--- begin PROVIDED DATA ---
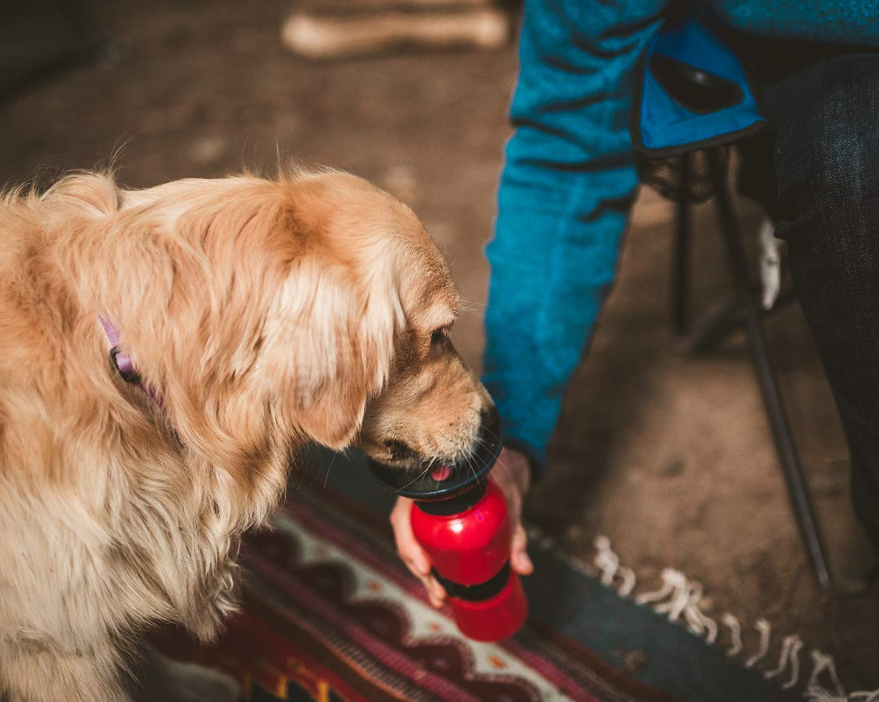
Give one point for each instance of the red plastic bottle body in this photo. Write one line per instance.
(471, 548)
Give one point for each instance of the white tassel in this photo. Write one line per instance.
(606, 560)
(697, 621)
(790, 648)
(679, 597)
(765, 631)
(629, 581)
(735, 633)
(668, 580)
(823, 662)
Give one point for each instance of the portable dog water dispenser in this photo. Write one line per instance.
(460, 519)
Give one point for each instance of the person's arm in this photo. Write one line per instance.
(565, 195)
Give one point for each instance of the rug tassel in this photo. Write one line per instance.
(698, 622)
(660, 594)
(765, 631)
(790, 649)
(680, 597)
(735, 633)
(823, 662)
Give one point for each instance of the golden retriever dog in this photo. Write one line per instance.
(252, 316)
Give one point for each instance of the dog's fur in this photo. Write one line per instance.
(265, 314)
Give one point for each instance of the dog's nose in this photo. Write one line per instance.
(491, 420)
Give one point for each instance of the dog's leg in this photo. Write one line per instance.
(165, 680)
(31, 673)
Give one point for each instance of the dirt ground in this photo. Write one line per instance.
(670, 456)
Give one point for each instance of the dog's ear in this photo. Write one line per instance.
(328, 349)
--- end PROVIDED DATA ---
--- begin PROVIDED DATA ---
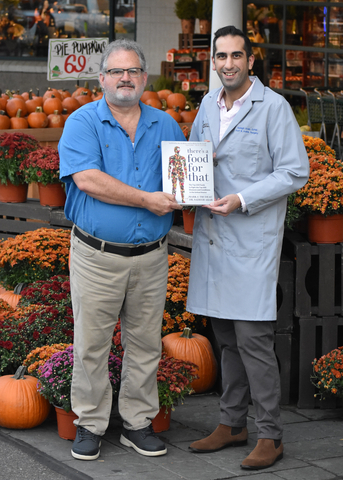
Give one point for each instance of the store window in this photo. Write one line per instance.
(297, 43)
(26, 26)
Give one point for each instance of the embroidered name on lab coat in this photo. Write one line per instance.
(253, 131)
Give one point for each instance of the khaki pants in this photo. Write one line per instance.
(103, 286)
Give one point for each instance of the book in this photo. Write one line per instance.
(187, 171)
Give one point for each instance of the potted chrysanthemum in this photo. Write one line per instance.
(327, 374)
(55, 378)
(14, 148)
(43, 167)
--- end PROVIDED DATA ---
- _JOB_:
Which lines in the entries above contain the word "tassel"? Select each of them and copy it out in full.

- _COMPLETE OUTPUT_:
Give one point for each instance of the white tassel in this photo. Write one line per instance.
Give one point for each instance of the rug tassel in this photo. Write one line per instance.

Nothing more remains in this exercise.